SELECTED EXTRACT

Research article

IsoSVM – Distinguishing isoforms and paralogs on the protein level

Michael Spitzer¹ , Stefan Lorkowski^2,3 , Paul Cullen² , Alexander Sczyrba⁴ and Georg Fuellen^1,5

¹  Division of Bioinformatics, Biology Department, Schlossplatz 4, 48149 Münster, Germany

²  Leibniz Institute of Arteriosclerosis Research, Domagkstr. 3, 48149 Münster, Germany

³  Institute of Biochemistry, Wilhelm-Klemm-Str. 2, 48149 Münster, Germany

⁴  Faculty of Technology, Research Group in Practical Computer Science, University of Bielefeld,Postfach 10 01 31, 33501 Bielefeld, Germany

⁵  Department of Medicine, AG Bioinformatics, Domagkstr. 3, 48149 Münster, Germany

author email corresponding author email

BMC Bioinformatics 2006, 7:110doi:10.1186/1471-2105-7-110

Published:	6 March 2006

Abstract

Background

Recent progress in cDNA and EST sequencing is yielding a deluge of sequence data. Like database search results and proteome databases, this data gives rise to inferred protein sequences without ready access to the underlying genomic data. Analysis of this information (e.g. for EST clustering or phylogenetic reconstruction from proteome data) is hampered because it is not known if two protein sequences are isoforms (splice variants) or not (i.e. paralogs/orthologs). However, even without knowing the intron/exon structure, visual analysis of the pattern of similarity across the alignment of the two protein sequences is usually helpful since paralogs and orthologs feature substitutions with respect to each other, as opposed to isoforms, which do not.

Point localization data

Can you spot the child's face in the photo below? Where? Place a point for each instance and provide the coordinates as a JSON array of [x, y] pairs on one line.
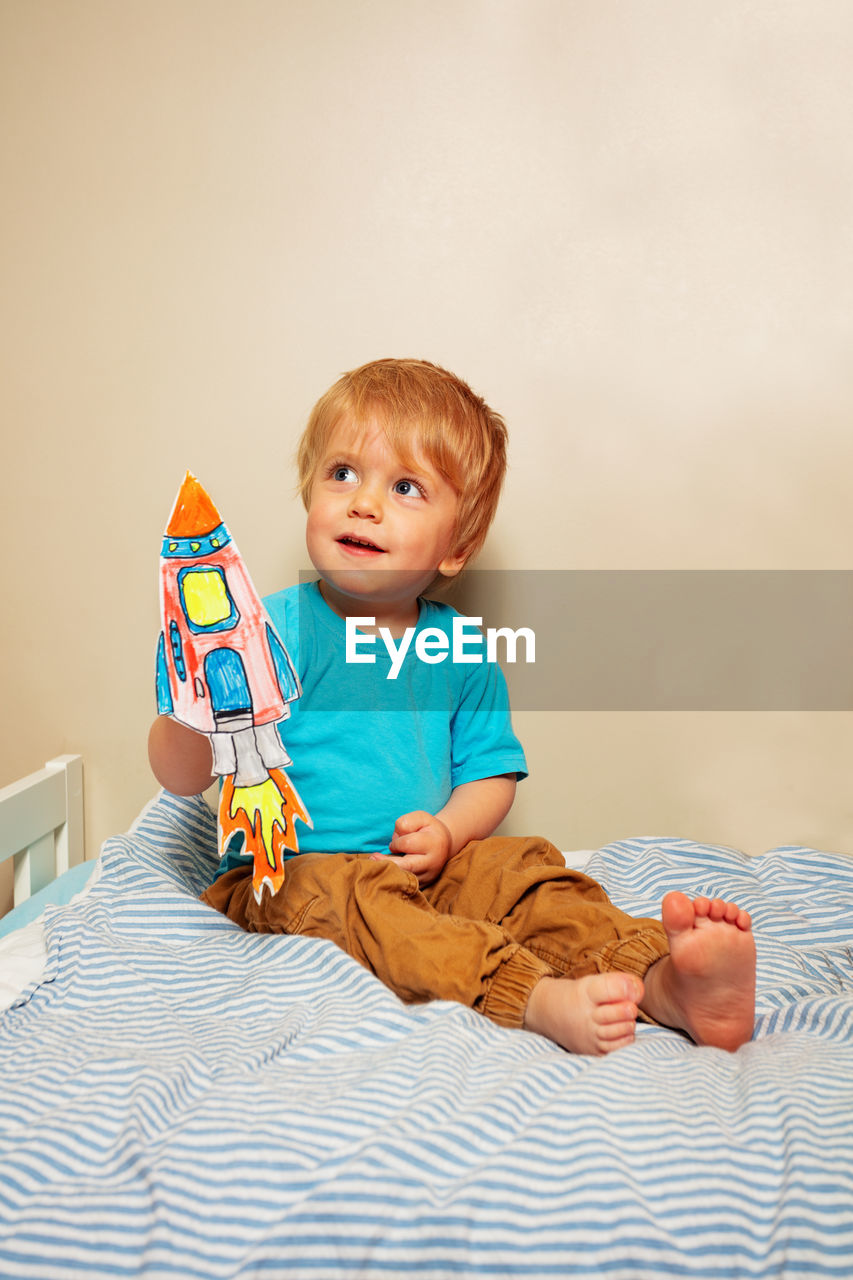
[[378, 530]]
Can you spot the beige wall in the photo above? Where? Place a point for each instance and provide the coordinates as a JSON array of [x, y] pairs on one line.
[[629, 225]]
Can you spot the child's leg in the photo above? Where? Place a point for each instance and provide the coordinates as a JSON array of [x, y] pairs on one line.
[[697, 967], [375, 912]]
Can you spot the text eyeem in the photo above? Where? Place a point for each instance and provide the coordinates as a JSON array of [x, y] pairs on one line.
[[465, 643]]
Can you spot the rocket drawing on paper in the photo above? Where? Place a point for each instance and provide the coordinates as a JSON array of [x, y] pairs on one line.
[[222, 670]]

ABOUT THIS EXERCISE
From the article on isoforms and paralogs, write out verbatim the passage from "author email corresponding" up to and including "which do not.".

EXERCISE SOLUTION
author email corresponding author email

BMC Bioinformatics 2006, 7:110doi:10.1186/1471-2105-7-110

Published:	6 March 2006

Abstract

Background

Recent progress in cDNA and EST sequencing is yielding a deluge of sequence data. Like database search results and proteome databases, this data gives rise to inferred protein sequences without ready access to the underlying genomic data. Analysis of this information (e.g. for EST clustering or phylogenetic reconstruction from proteome data) is hampered because it is not known if two protein sequences are isoforms (splice variants) or not (i.e. paralogs/orthologs). However, even without knowing the intron/exon structure, visual analysis of the pattern of similarity across the alignment of the two protein sequences is usually helpful since paralogs and orthologs feature substitutions with respect to each other, as opposed to isoforms, which do not.